Corruptness Check

When processing large raw datasets, it can often happen that some of the files are broken. The Lightly Worker has a built-in capability to deal with what we call "corrupt" images or frames.

The corruptness check is done independently of where the data is stored. To figure out which files were marked as corrupted by the Lightly Worker, please see Corruptness Check Information.

Why is this required?

Whenever you process a dataset, the Lightly Worker needs to list and index the configured datasource to ensure it knows which files should be processed. If you're working with videos, we keep track of which frames might be broken and which frames are fine to use for processing.

Corruptness Check for Images

When working with images, the following tests are performed during the corruptness check:

  • File can be accessed and opened
  • Image can be decoded and is a valid image file (readable by Pillow)

Corruptness Check for Videos

When working with videos, we perform the image level corruptness check for every frame. Additionally, we do the following checks:

  • Video can be accessed and opened
  • Video can be decoded and is a valid file
  • Video frame can be decoded
  • Video frame is not broken (see below)

Broken Video Frames

When working with static cameras, there might be errors in some of the frames. These errors can appear due to various issues (rolling shutter that did not have enough time to capture the full image, sensor or hardware of the camera being damaged, etc.). The Lightly Worker has a simple but effective built-in detection system for finding common issues that result in fixed color stripes and artifacts in a video frame.

The Lightly Worker uses FFmpeg internally to decode videos. And if you've ever used FFmpeg to play videos, you know that it can decode and play almost everything, even if there are missing pieces :)

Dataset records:
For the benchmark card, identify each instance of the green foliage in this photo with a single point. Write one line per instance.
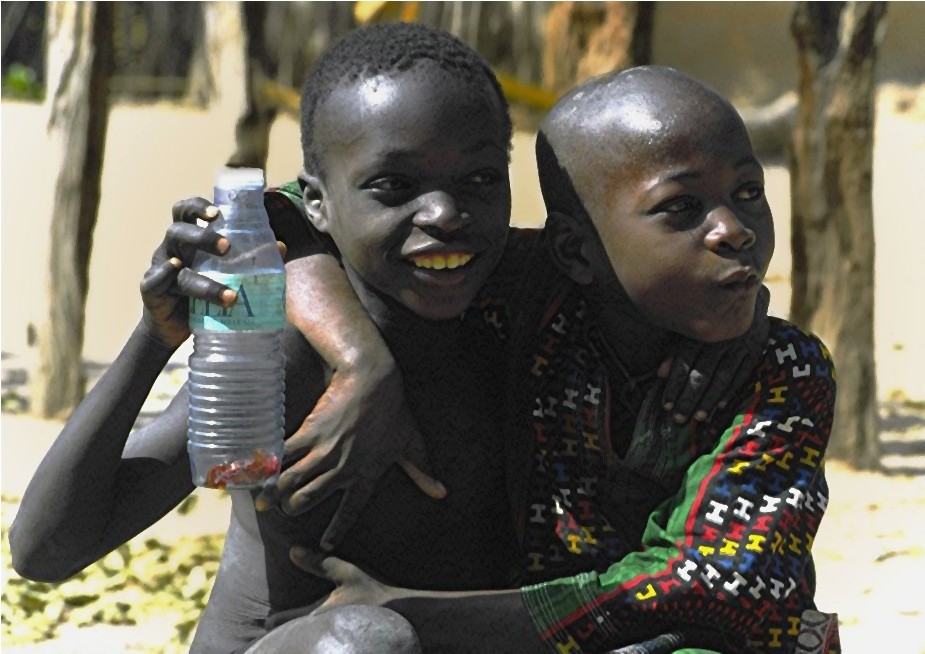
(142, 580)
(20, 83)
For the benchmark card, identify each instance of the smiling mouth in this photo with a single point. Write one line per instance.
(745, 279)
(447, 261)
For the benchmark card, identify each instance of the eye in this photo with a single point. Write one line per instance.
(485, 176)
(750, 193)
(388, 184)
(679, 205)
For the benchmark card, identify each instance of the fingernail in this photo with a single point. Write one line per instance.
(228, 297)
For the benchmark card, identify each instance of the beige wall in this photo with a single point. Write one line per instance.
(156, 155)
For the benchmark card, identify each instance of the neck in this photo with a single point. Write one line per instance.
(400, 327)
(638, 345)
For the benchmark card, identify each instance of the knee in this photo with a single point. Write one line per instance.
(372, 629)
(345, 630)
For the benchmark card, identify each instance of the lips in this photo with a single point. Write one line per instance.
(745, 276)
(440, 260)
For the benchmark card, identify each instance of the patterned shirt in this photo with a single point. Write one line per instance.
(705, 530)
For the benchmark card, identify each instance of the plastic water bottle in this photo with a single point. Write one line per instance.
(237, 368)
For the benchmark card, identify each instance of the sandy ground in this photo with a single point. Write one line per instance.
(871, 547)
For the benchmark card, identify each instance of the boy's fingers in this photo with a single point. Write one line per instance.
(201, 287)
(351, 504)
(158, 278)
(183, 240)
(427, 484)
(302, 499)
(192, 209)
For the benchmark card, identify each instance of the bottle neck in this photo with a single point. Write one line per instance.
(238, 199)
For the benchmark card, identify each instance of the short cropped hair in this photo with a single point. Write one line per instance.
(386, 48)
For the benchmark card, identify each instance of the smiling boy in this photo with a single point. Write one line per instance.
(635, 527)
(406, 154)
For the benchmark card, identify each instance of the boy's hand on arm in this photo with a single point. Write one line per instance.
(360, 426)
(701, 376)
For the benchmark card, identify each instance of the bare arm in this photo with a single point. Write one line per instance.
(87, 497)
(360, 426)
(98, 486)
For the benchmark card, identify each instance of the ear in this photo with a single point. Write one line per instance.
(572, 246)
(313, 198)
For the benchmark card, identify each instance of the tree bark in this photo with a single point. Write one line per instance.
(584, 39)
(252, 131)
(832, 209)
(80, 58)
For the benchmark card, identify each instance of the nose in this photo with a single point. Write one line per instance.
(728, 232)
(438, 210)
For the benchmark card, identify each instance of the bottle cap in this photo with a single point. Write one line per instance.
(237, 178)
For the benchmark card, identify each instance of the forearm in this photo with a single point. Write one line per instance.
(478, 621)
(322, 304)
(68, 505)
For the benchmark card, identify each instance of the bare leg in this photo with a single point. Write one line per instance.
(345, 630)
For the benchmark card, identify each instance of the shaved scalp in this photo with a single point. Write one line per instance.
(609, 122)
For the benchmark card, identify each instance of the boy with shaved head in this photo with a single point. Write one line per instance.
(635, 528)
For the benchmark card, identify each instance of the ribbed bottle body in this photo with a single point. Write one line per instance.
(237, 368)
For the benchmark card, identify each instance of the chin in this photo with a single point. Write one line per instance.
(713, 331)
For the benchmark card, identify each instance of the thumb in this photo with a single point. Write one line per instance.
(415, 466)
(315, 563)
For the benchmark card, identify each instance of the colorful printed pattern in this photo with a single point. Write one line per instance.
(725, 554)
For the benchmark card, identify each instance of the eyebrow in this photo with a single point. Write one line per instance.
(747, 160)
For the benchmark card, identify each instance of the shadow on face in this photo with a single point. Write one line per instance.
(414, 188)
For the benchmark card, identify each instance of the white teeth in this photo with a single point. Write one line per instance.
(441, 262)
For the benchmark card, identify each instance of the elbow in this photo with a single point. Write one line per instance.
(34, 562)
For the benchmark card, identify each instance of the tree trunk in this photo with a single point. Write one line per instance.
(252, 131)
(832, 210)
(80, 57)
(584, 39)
---
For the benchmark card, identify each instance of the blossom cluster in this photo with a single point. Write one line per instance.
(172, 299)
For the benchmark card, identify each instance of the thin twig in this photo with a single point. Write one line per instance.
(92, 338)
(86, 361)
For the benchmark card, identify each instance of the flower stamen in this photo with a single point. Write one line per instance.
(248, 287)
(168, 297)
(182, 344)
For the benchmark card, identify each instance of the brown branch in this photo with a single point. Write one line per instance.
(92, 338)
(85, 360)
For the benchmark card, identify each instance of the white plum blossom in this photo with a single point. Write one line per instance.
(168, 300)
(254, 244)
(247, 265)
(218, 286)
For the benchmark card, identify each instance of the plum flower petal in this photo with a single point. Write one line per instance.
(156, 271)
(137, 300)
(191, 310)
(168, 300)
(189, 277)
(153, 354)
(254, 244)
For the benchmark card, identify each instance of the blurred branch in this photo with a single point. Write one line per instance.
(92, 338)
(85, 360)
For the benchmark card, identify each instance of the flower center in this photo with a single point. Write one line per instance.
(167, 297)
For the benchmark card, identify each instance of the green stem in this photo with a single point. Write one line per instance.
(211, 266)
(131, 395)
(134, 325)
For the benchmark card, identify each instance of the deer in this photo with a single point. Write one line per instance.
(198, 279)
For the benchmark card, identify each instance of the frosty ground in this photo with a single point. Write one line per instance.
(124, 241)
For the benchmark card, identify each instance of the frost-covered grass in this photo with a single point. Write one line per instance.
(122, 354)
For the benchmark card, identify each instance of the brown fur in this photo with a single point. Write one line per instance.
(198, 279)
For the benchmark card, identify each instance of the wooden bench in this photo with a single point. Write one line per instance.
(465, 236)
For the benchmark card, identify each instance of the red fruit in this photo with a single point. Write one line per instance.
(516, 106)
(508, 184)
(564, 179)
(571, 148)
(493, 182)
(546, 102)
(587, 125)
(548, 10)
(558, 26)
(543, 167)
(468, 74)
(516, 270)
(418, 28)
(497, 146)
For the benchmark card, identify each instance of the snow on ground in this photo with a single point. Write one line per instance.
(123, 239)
...
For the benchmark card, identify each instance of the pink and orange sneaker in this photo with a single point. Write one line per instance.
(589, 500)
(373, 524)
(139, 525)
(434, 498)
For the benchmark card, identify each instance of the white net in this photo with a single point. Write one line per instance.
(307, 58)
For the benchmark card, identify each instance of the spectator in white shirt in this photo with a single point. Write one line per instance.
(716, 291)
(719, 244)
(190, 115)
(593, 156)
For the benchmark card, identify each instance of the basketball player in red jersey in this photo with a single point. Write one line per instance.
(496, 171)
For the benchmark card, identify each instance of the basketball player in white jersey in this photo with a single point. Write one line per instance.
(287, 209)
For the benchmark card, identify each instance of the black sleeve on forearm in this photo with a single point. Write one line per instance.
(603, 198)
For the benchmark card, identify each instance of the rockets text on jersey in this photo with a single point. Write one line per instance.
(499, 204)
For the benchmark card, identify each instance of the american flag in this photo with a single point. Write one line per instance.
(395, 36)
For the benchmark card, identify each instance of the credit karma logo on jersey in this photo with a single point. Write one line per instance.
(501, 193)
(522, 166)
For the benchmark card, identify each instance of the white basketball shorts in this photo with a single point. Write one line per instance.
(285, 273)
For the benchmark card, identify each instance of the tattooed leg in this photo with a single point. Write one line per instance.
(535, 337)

# Given problem 1
The corruptness check text says errors can show up in some frames from static cameras. Explain in one to three sentences what causes them, according to the text.
# Given problem 2
Continue the text on the corruptness check, starting after its final sentence about FFmpeg.
This data has no connection to the corruptness check text.

# Exercise response 1
The errors can come from a rolling shutter that did not have enough time to capture the full image. They can also come from a damaged sensor or damaged camera hardware.

# Exercise response 2
641

Broken video frame example

Configure Corruptness Check

Since the corruptness check for videos does more than simple readability checks of the frames, we also provide a parameter (corruption_threshold) to tweak the feature.
The default value of the corruptness check might too aggressively flag frames as corrupt (false positives) if the video is of low quality or if the captured scene primarily consists of a single color.

worker_config={
    "corruptness_check": {
            # Threshold in [0, 1] which determines the sensitivity of the corruptness check
            # for video frames. Every frame which has an internally computed corruptness
            # score larger than the specified threshold will be classified as corrupted.
            "corruption_threshold": 0.1,
        },
}

If you notice that the corruptness check is too sensitive (too much flag as being corrupt), you can increase the corruption_threshold from its default parameter to give it more leeway. You can find the number of corrupt images in the pdf report which is created for every run.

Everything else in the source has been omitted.